Search each line of the data for the word "trace"; copy every line where it is found.

[Records from a data collection]
##########

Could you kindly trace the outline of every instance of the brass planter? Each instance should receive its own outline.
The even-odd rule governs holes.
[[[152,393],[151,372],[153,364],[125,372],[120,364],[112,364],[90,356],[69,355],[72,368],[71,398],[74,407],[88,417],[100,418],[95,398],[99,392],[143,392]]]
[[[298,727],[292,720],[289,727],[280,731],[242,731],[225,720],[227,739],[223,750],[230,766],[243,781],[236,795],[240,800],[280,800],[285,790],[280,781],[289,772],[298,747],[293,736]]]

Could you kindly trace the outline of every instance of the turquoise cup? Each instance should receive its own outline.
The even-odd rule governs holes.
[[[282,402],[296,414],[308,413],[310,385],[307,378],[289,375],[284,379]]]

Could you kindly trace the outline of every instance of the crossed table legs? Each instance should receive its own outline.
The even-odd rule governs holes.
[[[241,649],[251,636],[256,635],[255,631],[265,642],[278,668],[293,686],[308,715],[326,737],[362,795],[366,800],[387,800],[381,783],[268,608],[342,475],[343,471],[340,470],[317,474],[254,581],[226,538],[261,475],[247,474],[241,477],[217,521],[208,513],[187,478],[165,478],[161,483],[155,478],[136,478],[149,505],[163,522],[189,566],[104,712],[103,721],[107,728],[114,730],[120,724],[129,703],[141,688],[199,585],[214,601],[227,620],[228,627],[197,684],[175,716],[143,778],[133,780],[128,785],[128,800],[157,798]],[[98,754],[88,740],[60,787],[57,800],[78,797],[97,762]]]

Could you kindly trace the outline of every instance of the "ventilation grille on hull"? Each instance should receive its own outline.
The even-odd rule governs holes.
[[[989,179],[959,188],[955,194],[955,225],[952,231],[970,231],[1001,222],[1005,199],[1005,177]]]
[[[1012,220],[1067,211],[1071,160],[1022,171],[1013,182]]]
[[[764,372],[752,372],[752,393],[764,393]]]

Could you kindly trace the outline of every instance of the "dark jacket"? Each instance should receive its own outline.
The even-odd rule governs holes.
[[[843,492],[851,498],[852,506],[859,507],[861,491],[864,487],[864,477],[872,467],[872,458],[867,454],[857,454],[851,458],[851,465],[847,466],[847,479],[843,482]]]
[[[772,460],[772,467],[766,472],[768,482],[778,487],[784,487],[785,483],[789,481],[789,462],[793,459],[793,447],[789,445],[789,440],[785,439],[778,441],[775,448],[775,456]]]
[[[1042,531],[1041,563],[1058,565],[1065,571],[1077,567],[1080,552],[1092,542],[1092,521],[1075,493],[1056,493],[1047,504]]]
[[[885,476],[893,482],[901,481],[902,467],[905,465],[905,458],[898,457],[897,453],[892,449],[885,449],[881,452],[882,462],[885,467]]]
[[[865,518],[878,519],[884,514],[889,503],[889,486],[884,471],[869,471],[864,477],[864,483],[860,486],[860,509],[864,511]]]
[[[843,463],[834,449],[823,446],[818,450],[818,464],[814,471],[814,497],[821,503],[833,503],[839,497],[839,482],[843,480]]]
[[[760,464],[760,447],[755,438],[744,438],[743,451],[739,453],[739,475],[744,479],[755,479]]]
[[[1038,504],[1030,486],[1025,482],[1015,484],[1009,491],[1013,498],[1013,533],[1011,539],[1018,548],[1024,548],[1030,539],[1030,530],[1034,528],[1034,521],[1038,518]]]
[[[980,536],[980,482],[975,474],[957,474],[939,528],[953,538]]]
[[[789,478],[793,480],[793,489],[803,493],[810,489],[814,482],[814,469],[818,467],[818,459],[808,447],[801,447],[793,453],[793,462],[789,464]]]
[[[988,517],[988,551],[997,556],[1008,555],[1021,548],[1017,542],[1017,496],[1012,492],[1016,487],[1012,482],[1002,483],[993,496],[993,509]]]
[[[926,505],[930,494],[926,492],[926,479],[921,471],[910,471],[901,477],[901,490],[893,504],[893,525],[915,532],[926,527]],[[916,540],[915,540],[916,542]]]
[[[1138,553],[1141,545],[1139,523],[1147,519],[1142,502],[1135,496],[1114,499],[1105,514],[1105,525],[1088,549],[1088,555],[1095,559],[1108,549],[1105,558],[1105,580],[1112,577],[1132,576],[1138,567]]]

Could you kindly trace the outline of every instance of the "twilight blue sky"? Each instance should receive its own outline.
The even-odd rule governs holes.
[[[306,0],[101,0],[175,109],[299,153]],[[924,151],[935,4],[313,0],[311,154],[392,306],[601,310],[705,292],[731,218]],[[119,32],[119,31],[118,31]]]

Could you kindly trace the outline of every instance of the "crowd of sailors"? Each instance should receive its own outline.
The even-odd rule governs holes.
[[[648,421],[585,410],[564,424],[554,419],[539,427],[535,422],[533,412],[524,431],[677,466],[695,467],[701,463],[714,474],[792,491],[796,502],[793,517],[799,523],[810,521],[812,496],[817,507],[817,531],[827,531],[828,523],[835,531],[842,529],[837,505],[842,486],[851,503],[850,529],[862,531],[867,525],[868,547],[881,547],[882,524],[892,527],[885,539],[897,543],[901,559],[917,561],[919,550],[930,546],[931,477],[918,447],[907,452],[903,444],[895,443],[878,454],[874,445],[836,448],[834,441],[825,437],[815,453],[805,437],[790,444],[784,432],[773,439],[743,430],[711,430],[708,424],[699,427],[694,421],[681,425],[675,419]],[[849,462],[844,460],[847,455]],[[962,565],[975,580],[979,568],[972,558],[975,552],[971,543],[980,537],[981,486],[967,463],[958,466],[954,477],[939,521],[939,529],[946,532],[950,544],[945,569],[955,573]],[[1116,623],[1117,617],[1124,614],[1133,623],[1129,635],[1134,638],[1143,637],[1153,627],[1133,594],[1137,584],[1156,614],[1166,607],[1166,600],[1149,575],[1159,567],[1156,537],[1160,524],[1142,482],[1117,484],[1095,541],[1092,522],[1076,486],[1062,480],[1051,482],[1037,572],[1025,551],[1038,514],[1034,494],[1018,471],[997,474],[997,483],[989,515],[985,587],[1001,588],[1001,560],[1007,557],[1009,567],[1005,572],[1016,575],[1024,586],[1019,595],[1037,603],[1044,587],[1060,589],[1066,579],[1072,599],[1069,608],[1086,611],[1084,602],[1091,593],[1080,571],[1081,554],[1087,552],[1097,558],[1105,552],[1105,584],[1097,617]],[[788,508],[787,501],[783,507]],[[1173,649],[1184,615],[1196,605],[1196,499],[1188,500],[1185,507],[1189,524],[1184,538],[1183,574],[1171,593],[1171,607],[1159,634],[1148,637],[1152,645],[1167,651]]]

##########

▸ Answer box
Could you kindly trace the outline of every instance of the brass planter? Each instance should receive its own outline.
Could you kindly trace the outline of every instance of the turquoise cup? Each instance should receive its own outline.
Could you kindly trace the outline of every instance of the crossed table legs? Each instance should receive its own outline.
Could you kindly trace the outline of every instance of the "ventilation grille on hull"? Each instance should receive its own outline.
Could you kindly trace the outline of every instance of the "dark jacket"? Each instance should receive its own outline.
Could you kindly trace the outline of every instance of the "twilight blue sky"? Each instance should receive its own outline.
Could you kindly trace the outline of every instance of the "crowd of sailors"? Each instance should receive its own outline.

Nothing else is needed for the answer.